→ How to complete this task: Go through the entries below and write each one out exactly.

→ Provided entries:
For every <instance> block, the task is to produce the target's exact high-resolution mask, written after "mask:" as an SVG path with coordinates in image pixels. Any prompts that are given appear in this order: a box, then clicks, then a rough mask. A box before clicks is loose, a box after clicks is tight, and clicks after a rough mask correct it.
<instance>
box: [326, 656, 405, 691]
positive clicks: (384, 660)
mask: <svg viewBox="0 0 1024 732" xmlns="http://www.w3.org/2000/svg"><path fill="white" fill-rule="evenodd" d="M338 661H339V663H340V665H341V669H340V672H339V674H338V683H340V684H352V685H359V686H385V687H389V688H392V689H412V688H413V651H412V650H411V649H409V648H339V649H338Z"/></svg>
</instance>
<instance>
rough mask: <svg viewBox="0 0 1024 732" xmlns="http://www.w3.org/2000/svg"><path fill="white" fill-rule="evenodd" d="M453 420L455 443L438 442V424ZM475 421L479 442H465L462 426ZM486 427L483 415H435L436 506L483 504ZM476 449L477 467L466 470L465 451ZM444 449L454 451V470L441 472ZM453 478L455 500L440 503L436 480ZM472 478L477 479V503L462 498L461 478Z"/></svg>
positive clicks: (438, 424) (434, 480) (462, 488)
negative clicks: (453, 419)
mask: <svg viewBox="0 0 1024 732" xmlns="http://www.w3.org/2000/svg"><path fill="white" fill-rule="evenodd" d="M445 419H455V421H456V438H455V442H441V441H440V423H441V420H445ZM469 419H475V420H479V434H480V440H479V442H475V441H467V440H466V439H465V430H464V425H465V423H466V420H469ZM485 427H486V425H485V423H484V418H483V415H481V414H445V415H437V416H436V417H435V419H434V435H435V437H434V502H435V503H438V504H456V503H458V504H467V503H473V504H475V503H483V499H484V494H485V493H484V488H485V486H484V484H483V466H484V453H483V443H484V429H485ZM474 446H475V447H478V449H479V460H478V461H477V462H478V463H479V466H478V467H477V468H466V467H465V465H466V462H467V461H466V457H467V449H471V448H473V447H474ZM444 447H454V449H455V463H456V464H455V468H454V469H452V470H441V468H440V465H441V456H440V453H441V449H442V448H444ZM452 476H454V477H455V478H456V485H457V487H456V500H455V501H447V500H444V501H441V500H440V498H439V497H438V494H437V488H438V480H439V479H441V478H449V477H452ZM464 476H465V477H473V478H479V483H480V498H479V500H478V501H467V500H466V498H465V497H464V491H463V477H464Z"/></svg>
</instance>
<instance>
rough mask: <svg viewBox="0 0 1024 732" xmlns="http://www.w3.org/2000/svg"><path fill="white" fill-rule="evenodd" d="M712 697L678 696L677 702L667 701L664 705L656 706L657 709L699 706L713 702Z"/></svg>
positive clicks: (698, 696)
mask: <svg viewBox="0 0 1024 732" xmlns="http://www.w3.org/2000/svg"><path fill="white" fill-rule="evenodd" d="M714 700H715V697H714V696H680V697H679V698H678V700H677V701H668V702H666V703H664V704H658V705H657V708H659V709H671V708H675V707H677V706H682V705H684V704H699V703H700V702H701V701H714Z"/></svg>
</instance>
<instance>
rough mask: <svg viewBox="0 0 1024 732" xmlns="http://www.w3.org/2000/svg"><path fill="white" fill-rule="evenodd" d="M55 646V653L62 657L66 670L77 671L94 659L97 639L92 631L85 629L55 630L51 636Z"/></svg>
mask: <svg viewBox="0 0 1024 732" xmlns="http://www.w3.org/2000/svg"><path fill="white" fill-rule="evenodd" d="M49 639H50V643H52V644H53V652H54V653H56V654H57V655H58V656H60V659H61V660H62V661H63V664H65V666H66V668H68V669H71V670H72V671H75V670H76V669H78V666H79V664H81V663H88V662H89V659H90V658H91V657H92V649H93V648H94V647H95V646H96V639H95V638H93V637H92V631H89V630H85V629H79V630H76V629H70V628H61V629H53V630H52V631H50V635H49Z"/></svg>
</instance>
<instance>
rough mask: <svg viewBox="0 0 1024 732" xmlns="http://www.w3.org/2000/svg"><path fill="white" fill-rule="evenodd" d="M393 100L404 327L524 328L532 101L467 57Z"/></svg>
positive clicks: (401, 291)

→ Your solution:
For every <instance> block, the task is to produce the target's exact high-resolution mask, written after "mask:" as an SVG path with coordinates in image pixels. Any prompts that are given appear in this order: a box, then clicks, then a rough mask. A box before clicks is loose, a box after clicks is tight, and clicks after a rough mask correct it.
<instance>
box: [326, 656, 405, 691]
positive clicks: (384, 660)
mask: <svg viewBox="0 0 1024 732" xmlns="http://www.w3.org/2000/svg"><path fill="white" fill-rule="evenodd" d="M338 661H339V663H340V665H341V669H340V672H339V674H338V683H340V684H352V685H359V686H385V687H389V688H392V689H412V688H413V651H412V650H411V649H409V648H339V649H338Z"/></svg>
</instance>
<instance>
rough mask: <svg viewBox="0 0 1024 732" xmlns="http://www.w3.org/2000/svg"><path fill="white" fill-rule="evenodd" d="M453 420L455 443L438 442V424ZM475 421L479 442H465L462 426ZM486 427L483 415H435L436 506L483 504ZM476 449L477 467L466 470L465 451ZM444 449L454 451V470L441 472ZM453 478L455 500L440 503L436 480ZM472 478L477 479V503L462 498L461 478Z"/></svg>
positive clicks: (438, 424) (434, 480) (462, 488)
negative clicks: (453, 419)
mask: <svg viewBox="0 0 1024 732" xmlns="http://www.w3.org/2000/svg"><path fill="white" fill-rule="evenodd" d="M445 419H455V421H456V438H455V442H441V441H440V423H441V420H445ZM469 419H475V420H479V434H480V440H479V442H475V441H467V440H466V439H465V430H464V425H465V423H466V420H469ZM485 427H486V425H485V423H484V418H483V415H481V414H445V415H437V416H436V417H435V419H434V435H435V437H434V502H435V503H438V504H456V503H458V504H467V503H473V504H475V503H483V499H484V494H485V493H484V488H485V486H484V484H483V466H484V453H483V443H484V429H485ZM474 446H475V447H478V449H479V460H478V461H477V462H478V463H479V466H478V467H477V468H466V467H465V465H466V462H467V461H466V457H467V449H471V448H473V447H474ZM444 447H454V449H455V463H456V464H455V468H454V469H452V470H441V468H440V465H441V456H440V453H441V449H442V448H444ZM452 476H454V477H455V478H456V485H457V487H456V500H455V501H447V500H444V501H441V500H440V498H439V497H438V494H437V488H438V480H439V479H441V478H449V477H452ZM464 476H465V477H473V478H479V483H480V498H479V500H478V501H467V500H466V498H465V497H464V491H463V477H464Z"/></svg>
</instance>
<instance>
rough mask: <svg viewBox="0 0 1024 732" xmlns="http://www.w3.org/2000/svg"><path fill="white" fill-rule="evenodd" d="M712 697L678 696L677 702L667 701L664 705L656 706L657 709L699 706L713 702Z"/></svg>
positive clicks: (698, 696)
mask: <svg viewBox="0 0 1024 732" xmlns="http://www.w3.org/2000/svg"><path fill="white" fill-rule="evenodd" d="M714 700H715V697H714V696H680V697H679V698H678V700H677V701H668V702H666V703H664V704H658V705H657V708H659V709H671V708H675V707H677V706H682V705H684V704H699V703H700V702H701V701H714Z"/></svg>
</instance>
<instance>
rough mask: <svg viewBox="0 0 1024 732" xmlns="http://www.w3.org/2000/svg"><path fill="white" fill-rule="evenodd" d="M55 646V653L62 657L66 670L77 671L94 659L97 639L92 631L85 629L55 630L51 636Z"/></svg>
mask: <svg viewBox="0 0 1024 732" xmlns="http://www.w3.org/2000/svg"><path fill="white" fill-rule="evenodd" d="M49 639H50V643H52V644H53V652H54V653H56V654H57V655H58V656H60V659H61V660H62V661H63V664H65V666H66V668H68V669H71V670H72V671H75V670H76V669H78V666H79V664H81V663H88V662H89V659H90V658H91V657H92V649H93V648H94V647H95V646H96V639H95V638H93V637H92V631H89V630H85V629H79V630H76V629H70V628H61V629H53V630H52V631H50V635H49Z"/></svg>
</instance>
<instance>
rough mask: <svg viewBox="0 0 1024 732" xmlns="http://www.w3.org/2000/svg"><path fill="white" fill-rule="evenodd" d="M393 100L404 327L524 328L532 101L467 57Z"/></svg>
positive clicks: (401, 291)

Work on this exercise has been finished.